*TASK DESCRIPTION*. Every line of the data is to be transcribed without error.

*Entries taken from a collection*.
____

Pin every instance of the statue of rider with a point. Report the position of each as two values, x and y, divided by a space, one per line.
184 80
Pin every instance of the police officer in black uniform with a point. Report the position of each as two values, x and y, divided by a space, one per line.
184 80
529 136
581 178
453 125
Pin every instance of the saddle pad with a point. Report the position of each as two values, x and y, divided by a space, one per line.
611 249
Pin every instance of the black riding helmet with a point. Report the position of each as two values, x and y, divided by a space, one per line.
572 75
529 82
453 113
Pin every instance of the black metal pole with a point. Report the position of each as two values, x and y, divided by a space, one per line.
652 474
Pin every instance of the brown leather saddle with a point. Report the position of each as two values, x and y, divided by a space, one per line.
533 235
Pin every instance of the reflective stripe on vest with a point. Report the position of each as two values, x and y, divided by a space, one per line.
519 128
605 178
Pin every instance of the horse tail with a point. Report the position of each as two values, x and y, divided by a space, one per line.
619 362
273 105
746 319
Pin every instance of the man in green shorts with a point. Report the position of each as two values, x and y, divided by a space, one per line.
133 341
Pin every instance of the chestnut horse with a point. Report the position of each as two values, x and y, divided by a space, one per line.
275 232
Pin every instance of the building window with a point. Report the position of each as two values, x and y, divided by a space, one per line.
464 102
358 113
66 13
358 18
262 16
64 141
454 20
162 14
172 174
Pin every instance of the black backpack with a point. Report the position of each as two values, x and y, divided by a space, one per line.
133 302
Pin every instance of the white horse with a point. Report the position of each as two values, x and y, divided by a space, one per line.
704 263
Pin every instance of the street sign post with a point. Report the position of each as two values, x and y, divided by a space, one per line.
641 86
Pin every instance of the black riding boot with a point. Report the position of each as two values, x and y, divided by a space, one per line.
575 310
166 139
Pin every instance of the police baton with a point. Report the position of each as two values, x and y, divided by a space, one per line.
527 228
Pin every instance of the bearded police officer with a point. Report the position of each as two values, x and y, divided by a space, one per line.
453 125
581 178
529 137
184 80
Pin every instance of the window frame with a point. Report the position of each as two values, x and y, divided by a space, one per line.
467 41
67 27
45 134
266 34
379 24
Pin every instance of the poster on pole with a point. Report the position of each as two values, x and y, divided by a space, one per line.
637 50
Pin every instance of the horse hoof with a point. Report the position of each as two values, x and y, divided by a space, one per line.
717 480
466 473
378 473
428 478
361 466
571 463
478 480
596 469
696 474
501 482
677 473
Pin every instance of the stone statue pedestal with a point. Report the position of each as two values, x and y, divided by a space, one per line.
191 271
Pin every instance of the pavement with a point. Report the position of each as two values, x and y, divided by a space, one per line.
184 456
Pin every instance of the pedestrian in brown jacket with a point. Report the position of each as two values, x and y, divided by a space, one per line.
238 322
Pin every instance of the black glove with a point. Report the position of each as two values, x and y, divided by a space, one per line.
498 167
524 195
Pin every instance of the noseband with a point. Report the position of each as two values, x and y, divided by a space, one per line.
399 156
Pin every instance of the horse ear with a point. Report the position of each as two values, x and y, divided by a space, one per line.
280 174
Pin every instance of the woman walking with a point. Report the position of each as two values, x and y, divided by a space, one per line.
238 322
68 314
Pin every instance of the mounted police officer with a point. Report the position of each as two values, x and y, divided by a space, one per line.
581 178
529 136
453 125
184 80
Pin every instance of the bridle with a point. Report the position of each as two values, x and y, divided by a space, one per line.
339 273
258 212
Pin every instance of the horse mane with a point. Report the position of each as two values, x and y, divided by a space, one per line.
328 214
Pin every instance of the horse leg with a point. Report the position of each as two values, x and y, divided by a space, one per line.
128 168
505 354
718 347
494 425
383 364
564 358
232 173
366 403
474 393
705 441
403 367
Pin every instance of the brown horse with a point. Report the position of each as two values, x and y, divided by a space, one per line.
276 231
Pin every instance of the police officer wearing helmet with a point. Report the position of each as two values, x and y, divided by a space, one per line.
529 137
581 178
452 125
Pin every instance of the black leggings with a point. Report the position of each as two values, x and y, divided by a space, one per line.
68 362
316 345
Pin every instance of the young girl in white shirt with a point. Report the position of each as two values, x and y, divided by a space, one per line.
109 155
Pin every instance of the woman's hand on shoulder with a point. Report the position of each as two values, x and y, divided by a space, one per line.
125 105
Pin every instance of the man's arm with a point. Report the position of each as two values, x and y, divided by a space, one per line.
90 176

____

*TASK ANSWER*.
Pin every instance of the statue of rider with a point. Report the position of each as two values, x and y, divided by a space, one per line.
184 80
Pin every instance of the police officer in black uniform with a point. Report the position of each as two values, x and y, divided by a space, one per line.
184 80
529 136
581 178
453 125
Pin every instance of the saddle pad with a point. Report the position of each as two values, x and y, divided by a space, one per line.
611 249
Pin every instance of the black riding helmet with a point. Report the position of each as two values, x and y, divided by a space, one per line.
572 75
529 82
453 113
Pin every instance of the black metal pole with a point. Report the position of each as two values, x and y, divided by a space, one per line.
652 474
Pin every instance of the brown leather saddle with a point. Report the position of each as two values, x and y, divided by a space, one per line.
533 235
Pin every instance of the reflective stripe on vest with a point. Report the position of each as two values, x and y, divided by a space, one per line.
519 128
605 178
Pin every instance of the horse tail with a point. Report the position of each as two values, x and y, divided by a space, one per line.
619 362
273 105
746 319
Pin every instance of the man in green shorts with a point. Report the position of each as two values, x and y, divided by a space, one per line.
133 341
Pin every instance of the chestnut horse with a point. Report the position of each as two values, x and y, divided by a space, one per line.
275 232
Pin every instance of the building window with a point. Report the position of each as two values, x and y, divided by a space, one per line.
464 102
358 113
66 13
358 18
262 16
64 141
454 20
162 14
172 174
Pin every instance of the black backpack with a point. Report the position of each as two values, x and y, divided by a space, one per line.
133 302
Pin every instance of the white horse with a point. Report the position of each as two values, x and y, divided by a space, one per line.
704 263
Pin every instance of the street sign post with a point. Report the position of each as two values, x and y, divided by a space, one per line.
641 86
Pin every instance of the black riding boot with a point. Report the position of each as two values, x and y, divided by a space, one per line.
575 310
166 139
Pin every instance of the police baton with a point. Report the position of each as two values, x and y, divided by a space, one per line.
527 228
Pin every instance of the bearded police officer with a point. Report the position of each as two values, x and y, divided by a space, one per line.
453 125
581 178
529 137
184 80
Pin every instance of the window frame with a point. Report the position of each as two values, x and y, divided by a space, one per line.
467 41
67 27
45 134
266 34
379 24
Pin every instance of the poster on pole with a point. Report the position of each as two values, x and y, divided by a space, one per line.
637 50
Pin every instance of the horse hoof with a point. Report the position of each as two values, x and y, divided by a space, one per line.
717 480
466 473
378 473
428 478
361 466
571 463
478 480
596 469
696 474
501 482
677 473
Pin every instance of the stone statue pedestal with a point. Report the position of each as two values, x and y, divided by a space, one per line.
191 271
Pin every instance of the pavement with a point. Report the position of each as two values, x and y, divided by a space, one per line.
184 456
Pin every instance of the pedestrian in brown jacket with a point. Report the position of each as two values, x and y, divided by a space, one per line.
238 322
Pin every instance of the black glove with a point. Report the position of each as two values, x and y, divided by a space, one per line.
498 167
524 195
Pin every instance of the noseband with a point. Report the position of each as two values, x and y, divided by a space, one per line.
399 156
Pin every instance of the horse ear with a point. Report the position of each as two values, x and y, divided by a space, one per line.
280 174
Pin every instance of the woman walking with a point. Report the position of each as two values, x and y, divided by a space, one per line.
238 322
68 314
Pin every instance of the mounted police officer with a point. Report the position of each as two values, x and y, divided by a space, one per line.
581 178
529 136
453 125
184 80
Pin every instance of the bridle with a point. Report the position of each as two values, x and y, divided by a space, one per line.
339 273
258 212
Pin every instance of the horse mane with a point. Report the position of each as two values, x and y, divided by a space, one per line.
328 214
Pin every instance of the horse leg with a point. Report the position of each as two values, x and y, divided by a space, one per line.
128 168
505 354
718 347
494 425
383 364
564 358
232 173
366 403
474 393
705 441
403 367
Pin every instance of the brown horse with a point. Report the position of each as two values, x and y, divided by a space, one per line.
276 231
Pin every instance of the police officer wearing helmet with a point. Report the position of each as two values, x and y, divided by a space, one per line.
529 137
581 178
452 125
Pin every instance of the black leggings with a point. Report the position of each as two values, x and y, divided by a space, one per line.
68 362
316 345
Pin every instance of the young girl in white shirt with a point. Report the position of each as two values, x and y, divided by a space, one per line.
109 155
Pin every instance of the woman's hand on shoulder with a point. Report the position of each as two values, x and y, divided by a space, one per line.
125 105
Pin every instance of the man's arm with a point. Report the position of each as two values, x and y, divided by a space, one per line.
90 176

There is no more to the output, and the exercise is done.